- PROBLEM -
Output the entries verbatim, including every line.

- STORED DATA -
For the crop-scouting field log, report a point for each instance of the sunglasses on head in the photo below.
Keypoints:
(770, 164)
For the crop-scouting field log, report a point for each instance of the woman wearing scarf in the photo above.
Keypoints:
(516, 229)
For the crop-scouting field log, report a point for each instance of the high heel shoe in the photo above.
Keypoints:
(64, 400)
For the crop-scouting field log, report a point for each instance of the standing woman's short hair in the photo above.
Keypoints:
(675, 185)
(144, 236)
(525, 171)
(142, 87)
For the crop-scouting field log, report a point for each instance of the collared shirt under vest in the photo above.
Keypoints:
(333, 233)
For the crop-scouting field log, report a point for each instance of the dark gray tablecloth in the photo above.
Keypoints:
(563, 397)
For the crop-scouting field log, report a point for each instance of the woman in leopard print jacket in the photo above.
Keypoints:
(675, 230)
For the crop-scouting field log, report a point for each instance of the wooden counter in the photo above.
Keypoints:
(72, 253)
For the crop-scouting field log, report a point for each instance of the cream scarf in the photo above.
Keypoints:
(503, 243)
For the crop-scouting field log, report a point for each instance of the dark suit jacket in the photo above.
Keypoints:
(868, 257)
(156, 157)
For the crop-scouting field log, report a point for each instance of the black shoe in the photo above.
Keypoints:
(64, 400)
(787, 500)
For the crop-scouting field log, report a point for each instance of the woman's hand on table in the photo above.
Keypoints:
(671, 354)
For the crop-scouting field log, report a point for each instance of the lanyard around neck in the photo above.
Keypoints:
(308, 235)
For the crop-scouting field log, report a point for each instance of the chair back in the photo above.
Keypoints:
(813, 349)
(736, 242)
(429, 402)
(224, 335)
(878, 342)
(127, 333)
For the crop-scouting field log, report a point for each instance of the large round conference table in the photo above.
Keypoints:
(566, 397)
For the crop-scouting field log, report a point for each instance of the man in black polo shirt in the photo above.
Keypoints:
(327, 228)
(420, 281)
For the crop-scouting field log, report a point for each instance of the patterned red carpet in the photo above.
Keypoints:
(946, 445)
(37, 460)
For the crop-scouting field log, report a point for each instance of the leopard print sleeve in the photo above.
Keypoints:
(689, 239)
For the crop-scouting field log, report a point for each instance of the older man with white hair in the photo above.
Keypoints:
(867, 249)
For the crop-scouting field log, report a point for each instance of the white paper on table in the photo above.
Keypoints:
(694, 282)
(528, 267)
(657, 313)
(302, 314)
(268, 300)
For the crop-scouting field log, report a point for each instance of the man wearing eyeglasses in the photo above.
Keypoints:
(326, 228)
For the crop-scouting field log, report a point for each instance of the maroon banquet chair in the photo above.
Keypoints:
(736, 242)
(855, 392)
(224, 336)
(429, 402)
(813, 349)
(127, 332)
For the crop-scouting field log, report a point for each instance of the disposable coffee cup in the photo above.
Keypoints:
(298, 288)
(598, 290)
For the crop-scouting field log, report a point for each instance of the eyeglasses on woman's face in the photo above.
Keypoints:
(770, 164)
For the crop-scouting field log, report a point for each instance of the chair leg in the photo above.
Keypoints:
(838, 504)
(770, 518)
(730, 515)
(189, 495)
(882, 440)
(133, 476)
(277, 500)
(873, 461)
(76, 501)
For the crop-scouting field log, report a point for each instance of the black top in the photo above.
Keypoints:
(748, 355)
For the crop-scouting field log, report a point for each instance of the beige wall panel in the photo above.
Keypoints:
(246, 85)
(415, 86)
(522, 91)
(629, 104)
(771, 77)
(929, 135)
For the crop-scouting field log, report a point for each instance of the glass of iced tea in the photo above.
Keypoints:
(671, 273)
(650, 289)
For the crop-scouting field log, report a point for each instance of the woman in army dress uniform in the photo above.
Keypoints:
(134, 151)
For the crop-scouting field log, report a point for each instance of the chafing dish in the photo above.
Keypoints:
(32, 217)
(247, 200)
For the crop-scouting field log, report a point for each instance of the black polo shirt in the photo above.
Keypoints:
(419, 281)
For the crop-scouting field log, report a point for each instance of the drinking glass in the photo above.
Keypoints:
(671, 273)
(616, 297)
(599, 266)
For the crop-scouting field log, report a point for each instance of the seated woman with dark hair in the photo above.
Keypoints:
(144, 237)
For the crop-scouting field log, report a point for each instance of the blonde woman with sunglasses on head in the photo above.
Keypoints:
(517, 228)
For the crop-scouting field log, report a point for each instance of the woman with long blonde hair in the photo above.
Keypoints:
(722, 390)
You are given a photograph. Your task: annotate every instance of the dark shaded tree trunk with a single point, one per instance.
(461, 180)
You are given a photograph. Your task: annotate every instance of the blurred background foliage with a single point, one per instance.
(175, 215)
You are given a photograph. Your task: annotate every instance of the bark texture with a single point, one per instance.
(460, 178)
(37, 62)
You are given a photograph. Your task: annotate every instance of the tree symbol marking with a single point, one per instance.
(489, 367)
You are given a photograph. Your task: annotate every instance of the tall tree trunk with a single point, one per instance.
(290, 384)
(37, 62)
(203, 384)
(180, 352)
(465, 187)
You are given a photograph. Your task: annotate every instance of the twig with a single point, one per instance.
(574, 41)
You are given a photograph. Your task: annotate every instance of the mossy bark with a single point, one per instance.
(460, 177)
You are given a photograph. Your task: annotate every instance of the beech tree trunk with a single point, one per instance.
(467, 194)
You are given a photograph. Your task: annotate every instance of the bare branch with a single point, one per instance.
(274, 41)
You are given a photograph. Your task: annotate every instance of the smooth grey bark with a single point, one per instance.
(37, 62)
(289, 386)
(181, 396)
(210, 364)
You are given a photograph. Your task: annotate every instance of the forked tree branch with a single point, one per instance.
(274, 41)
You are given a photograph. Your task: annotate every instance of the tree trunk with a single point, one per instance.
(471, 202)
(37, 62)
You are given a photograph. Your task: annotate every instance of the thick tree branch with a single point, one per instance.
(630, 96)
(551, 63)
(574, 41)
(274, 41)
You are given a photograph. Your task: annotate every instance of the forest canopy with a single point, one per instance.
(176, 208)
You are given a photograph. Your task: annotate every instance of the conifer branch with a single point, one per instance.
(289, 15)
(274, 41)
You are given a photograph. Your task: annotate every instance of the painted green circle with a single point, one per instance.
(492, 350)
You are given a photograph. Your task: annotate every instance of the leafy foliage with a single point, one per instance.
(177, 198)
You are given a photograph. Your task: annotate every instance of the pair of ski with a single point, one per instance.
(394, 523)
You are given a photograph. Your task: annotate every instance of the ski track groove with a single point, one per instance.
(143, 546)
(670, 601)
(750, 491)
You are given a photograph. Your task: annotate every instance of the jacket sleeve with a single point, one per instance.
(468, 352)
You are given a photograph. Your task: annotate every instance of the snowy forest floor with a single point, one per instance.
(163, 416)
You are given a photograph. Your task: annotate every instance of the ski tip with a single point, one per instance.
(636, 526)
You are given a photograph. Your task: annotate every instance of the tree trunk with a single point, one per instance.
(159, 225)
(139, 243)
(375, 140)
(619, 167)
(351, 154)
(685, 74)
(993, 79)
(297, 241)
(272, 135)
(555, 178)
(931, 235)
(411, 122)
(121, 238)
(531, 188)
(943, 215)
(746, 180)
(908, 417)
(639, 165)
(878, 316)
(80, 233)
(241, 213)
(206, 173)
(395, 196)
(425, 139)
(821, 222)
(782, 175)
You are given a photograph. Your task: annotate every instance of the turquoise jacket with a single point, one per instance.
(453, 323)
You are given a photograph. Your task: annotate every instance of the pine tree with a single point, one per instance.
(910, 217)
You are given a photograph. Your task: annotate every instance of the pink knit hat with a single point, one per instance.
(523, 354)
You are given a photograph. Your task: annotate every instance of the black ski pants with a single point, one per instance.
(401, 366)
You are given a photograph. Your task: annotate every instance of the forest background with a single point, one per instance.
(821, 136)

- SOLVED PROBLEM -
For the crop-scouting field log, report a point for each instance of the sunglasses on head in the photo below.
Keypoints:
(770, 164)
For the crop-scouting field log, report a point for each instance of the woman wearing scarf in the photo above.
Keypoints:
(516, 229)
For the crop-scouting field log, report a point for each instance of the high heel shoe in the photo above.
Keypoints:
(64, 400)
For the crop-scouting field log, report a point for each instance of the standing woman's short hair in the photo above.
Keypoints:
(675, 185)
(144, 236)
(525, 171)
(142, 87)
For the crop-scouting field log, report a point for each instance of the collared shirt under vest in the photo above.
Keypoints:
(333, 233)
For the crop-scouting field log, report a point for each instance of the dark gray tablecloth in the photo above.
Keypoints:
(563, 397)
For the crop-scouting field log, report a point for each instance of the woman in leopard print jacket in the photo above.
Keypoints:
(675, 230)
For the crop-scouting field log, report a point for each instance of the wooden counter in the photo above.
Keypoints:
(72, 253)
For the crop-scouting field log, report a point for each instance of the cream scarf in the photo above.
Keypoints:
(503, 243)
For the crop-scouting field log, report a point for each instance of the dark suit jacket in the photo above.
Keypoints:
(868, 257)
(156, 157)
For the crop-scouting field log, report a point for each instance of the black shoe in the photo above.
Keypoints:
(64, 400)
(787, 500)
For the crop-scouting field log, report a point for each instance of the woman's hand on table in the photo above.
Keypoints:
(671, 354)
For the crop-scouting field log, report a point for each instance of the lanyard around neck in the photo above.
Keypoints:
(308, 235)
For the crop-scouting field log, report a point for each instance of the chair back in the photo above.
Keypoints:
(813, 349)
(736, 242)
(429, 402)
(224, 335)
(878, 342)
(127, 333)
For the crop-scouting field log, report a point for each instance of the large round conference table in the photo above.
Keypoints:
(566, 397)
For the crop-scouting field log, report a point for each instance of the man in black polo shirt in the photo above.
Keypoints:
(327, 228)
(420, 281)
For the crop-scouting field log, report a point for each instance of the patterned red carpet in the photo above.
Keypoints:
(946, 445)
(37, 460)
For the crop-scouting field log, report a point for each instance of the leopard print sleeve in the photo above.
Keypoints:
(689, 239)
For the crop-scouting field log, report a point for each instance of the older man with white hair in the photo above.
Keypoints:
(867, 249)
For the crop-scouting field log, report a point for each instance of the white paper on table in the photo above.
Keypoints:
(694, 282)
(528, 267)
(657, 313)
(302, 314)
(268, 300)
For the crop-scouting field log, report a point for each instance of the man wearing eyeglasses in the photo above.
Keypoints:
(326, 228)
For the crop-scouting field log, report a point for each instance of the maroon banquet chair in the photo above.
Keypoints:
(736, 242)
(855, 392)
(224, 336)
(429, 402)
(813, 349)
(127, 332)
For the crop-scouting field log, report a point for each instance of the disposable coffee cup in the photo above.
Keypoints:
(298, 288)
(598, 290)
For the crop-scouting field log, report a point for each instance of the eyeglasses on woman's face in the photo above.
Keypoints:
(770, 164)
For the crop-scouting field log, report a point for each instance of the chair leg in the photo above.
Keypoints:
(838, 504)
(770, 518)
(730, 515)
(189, 495)
(882, 440)
(133, 476)
(277, 500)
(873, 461)
(76, 501)
For the crop-scouting field log, report a point for each instance of the black top in the photo above.
Keypoints:
(748, 355)
For the crop-scouting field log, report a point for each instance of the beige wall panel in the photo above.
Keypoints:
(246, 85)
(415, 86)
(522, 91)
(629, 104)
(771, 77)
(929, 135)
For the crop-scouting field log, report a point for each instance of the glass of iced tea in the photo above.
Keypoints:
(671, 273)
(650, 289)
For the crop-scouting field log, report a point for each instance of the woman in army dress uniform in the photo above.
Keypoints:
(134, 151)
For the crop-scouting field log, report a point for each instance of the chafing dish in the photo above.
Keypoints:
(32, 217)
(247, 200)
For the crop-scouting field log, report a point for each instance of the black polo shirt in the photo above.
Keypoints:
(419, 281)
For the crop-scouting field log, report a point for each instance of the drinking glass in the photo above.
Keypoints:
(671, 273)
(616, 297)
(599, 266)
For the crop-scouting field log, report a point for each instance of the seated woman with dark hair in the photo above.
Keypoints:
(144, 237)
For the crop-scouting field log, report a point for each instance of the blonde woman with sunglasses on head in the photo above.
Keypoints:
(517, 228)
For the crop-scouting field log, report a point for each instance of the woman with long blonde hair in the photo above.
Keypoints:
(722, 390)
You are given a photograph. Your task: annotate every instance of the dark shaded tree trunk with a single point, one per instance.
(461, 180)
You are given a photograph. Your task: annotate every instance of the blurred background foliage with a single point, one per instance.
(175, 215)
You are given a photograph. Your task: annotate every instance of the bark texture with a single point, one per instance.
(460, 178)
(37, 62)
You are given a photograph. Your task: annotate every instance of the tree symbol marking with a single point, one per instance.
(489, 367)
You are given a photograph. Your task: annotate every instance of the tall tree trunk with a single point, one per instance.
(290, 384)
(37, 62)
(203, 384)
(180, 352)
(465, 187)
You are given a photograph. Your task: annotate every instance of the twig with a single point, one per instance.
(574, 41)
You are given a photograph. Your task: annotate every instance of the mossy bark with a single point, one per instance.
(460, 177)
You are given a photograph. Your task: annotate every instance of the beech tree trunk with a single point, one per instance.
(467, 194)
You are given a photograph. Your task: annotate every instance of the bare branch with a single point, one per instance.
(274, 41)
You are given a photograph. Your task: annotate every instance of the smooth grey bark with a single point, one per instance.
(37, 62)
(289, 386)
(181, 396)
(210, 364)
You are given a photograph. Your task: annotate every instance of the forked tree branch with a single point, one per instance.
(274, 41)
You are given a photograph. Your task: annotate every instance of the tree trunk with a single point, one per instance.
(471, 202)
(37, 62)
You are given a photograph. Your task: annotate every instance of the thick tree branch with a single point, one per instance.
(630, 96)
(551, 63)
(574, 41)
(274, 41)
You are given a photograph. Your task: annotate every instance of the forest canopy with a single point, one per instance.
(176, 208)
You are given a photograph. Your task: annotate every instance of the conifer branch with a single point, one per instance.
(289, 15)
(274, 41)
You are given a photograph. Your task: annotate every instance of the painted green circle with a single point, one per instance.
(492, 350)
You are given a photograph. Your task: annotate every instance of the leafy foliage with a single point, one per instance.
(177, 198)
You are given a photograph. Your task: annotate every instance of the pair of ski with a single point, one per instance.
(394, 523)
You are given a photograph. Your task: annotate every instance of the ski track groove with a single point, one per instance.
(143, 546)
(670, 601)
(750, 491)
You are given a photograph. Your task: annotate every instance of the jacket sleeve with a single point, one per instance.
(468, 352)
You are given a photograph. Your task: annotate every instance of the snowy forest floor with a single point, one per instance.
(163, 416)
You are given a photograph. Your task: annotate every instance of the ski tip with a single point, one per instance.
(636, 526)
You are given a photograph. Your task: annotate every instance of the tree trunk with a single point, one per instance.
(159, 225)
(139, 243)
(375, 140)
(619, 167)
(351, 154)
(685, 74)
(993, 79)
(297, 241)
(272, 135)
(555, 178)
(931, 235)
(411, 122)
(121, 238)
(531, 188)
(943, 215)
(746, 180)
(908, 417)
(639, 165)
(878, 316)
(80, 233)
(241, 213)
(206, 173)
(395, 196)
(425, 139)
(821, 222)
(782, 175)
You are given a photograph. Your task: annotate every instance of the turquoise jacket with a single point, one per instance.
(453, 323)
You are given a photograph. Your task: annotate every instance of the pine tree with a single point, one per instance.
(910, 217)
You are given a photograph. Your task: annotate every instance of the pink knit hat with a single point, one per instance.
(523, 354)
You are given a photograph. Your task: annotate every instance of the black ski pants with a single point, one per instance.
(401, 366)
You are given a photograph. Your task: annotate every instance of the forest background with a single point, one per instance.
(821, 136)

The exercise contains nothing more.